- Task description
Across the listing below, work out how many lines include the word "boat". Give the number alone.

- Input records

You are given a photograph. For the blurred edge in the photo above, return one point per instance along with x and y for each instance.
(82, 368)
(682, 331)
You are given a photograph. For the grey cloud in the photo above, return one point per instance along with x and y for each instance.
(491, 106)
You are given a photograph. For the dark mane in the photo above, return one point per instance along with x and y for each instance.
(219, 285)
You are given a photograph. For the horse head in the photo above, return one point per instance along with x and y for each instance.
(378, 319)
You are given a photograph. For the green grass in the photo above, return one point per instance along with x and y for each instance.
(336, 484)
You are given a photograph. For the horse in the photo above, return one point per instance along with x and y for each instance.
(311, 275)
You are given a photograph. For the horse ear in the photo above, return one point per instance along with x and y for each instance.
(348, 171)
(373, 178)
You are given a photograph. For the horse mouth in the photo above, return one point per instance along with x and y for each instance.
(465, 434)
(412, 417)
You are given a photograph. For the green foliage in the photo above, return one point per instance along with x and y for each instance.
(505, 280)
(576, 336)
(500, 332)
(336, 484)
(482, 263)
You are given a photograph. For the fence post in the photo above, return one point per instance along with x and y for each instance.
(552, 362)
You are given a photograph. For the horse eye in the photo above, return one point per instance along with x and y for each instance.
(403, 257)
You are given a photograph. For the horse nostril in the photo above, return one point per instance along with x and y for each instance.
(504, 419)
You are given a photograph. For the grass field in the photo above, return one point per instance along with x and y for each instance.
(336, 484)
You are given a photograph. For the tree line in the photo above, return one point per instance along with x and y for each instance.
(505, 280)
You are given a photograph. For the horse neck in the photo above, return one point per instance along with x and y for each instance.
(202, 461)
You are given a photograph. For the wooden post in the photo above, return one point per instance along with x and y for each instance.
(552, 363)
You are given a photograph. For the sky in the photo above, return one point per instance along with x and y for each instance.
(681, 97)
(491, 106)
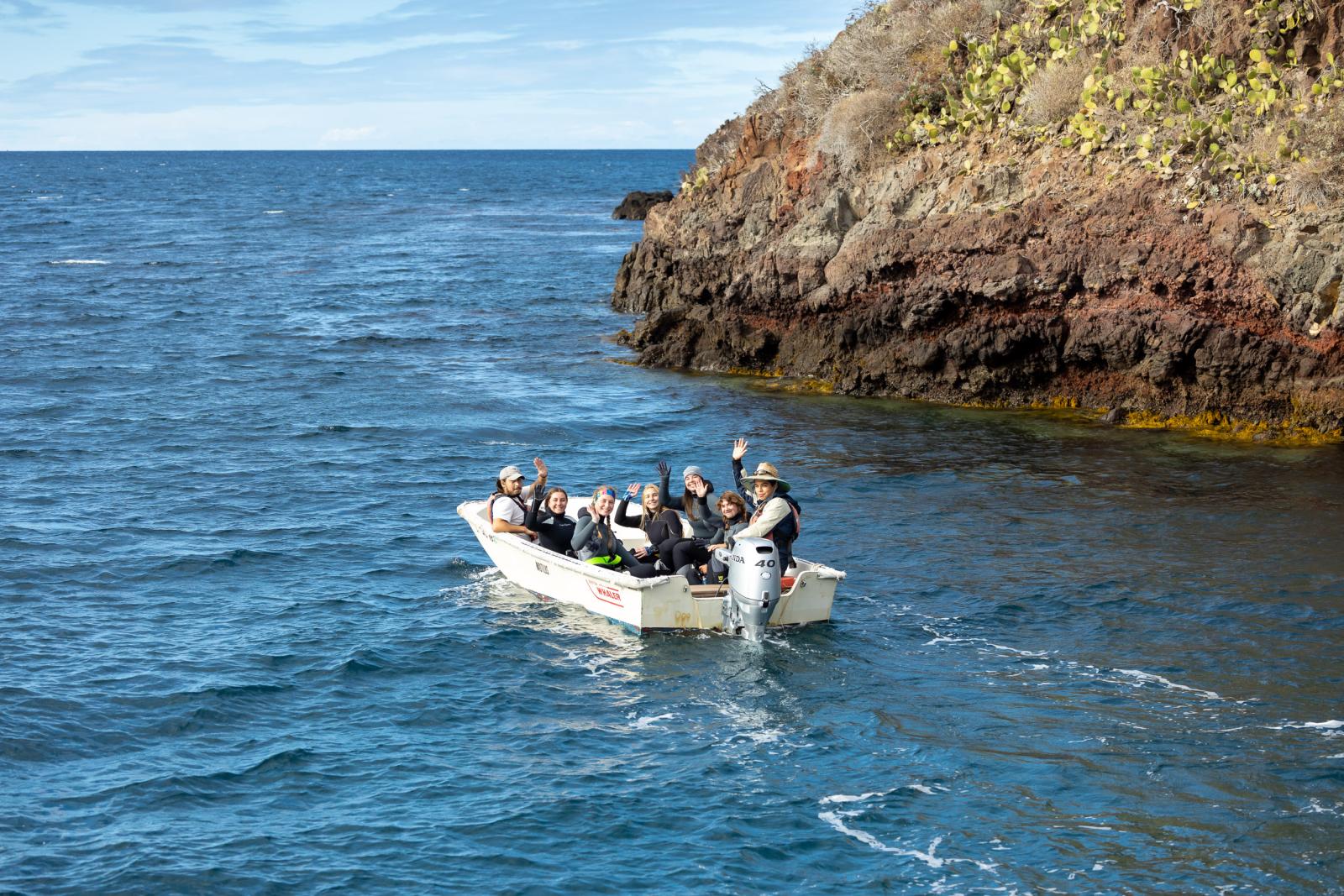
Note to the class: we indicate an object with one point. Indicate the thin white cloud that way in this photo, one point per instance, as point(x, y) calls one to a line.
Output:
point(770, 38)
point(336, 136)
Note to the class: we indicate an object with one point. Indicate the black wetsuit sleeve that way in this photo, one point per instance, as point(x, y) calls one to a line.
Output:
point(624, 517)
point(748, 497)
point(582, 530)
point(664, 483)
point(533, 512)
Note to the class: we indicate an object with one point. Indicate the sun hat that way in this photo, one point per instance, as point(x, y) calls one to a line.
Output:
point(768, 473)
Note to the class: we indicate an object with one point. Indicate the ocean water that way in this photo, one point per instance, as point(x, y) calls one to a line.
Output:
point(246, 645)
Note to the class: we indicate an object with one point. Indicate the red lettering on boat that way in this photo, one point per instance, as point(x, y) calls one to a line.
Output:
point(606, 594)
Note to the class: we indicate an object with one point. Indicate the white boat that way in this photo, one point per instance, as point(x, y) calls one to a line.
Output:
point(665, 604)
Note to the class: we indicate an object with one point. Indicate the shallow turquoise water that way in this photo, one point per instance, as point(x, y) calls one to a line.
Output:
point(249, 647)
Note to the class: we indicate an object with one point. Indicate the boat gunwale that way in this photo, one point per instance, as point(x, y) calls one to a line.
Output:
point(470, 510)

- Solution to the exercise
3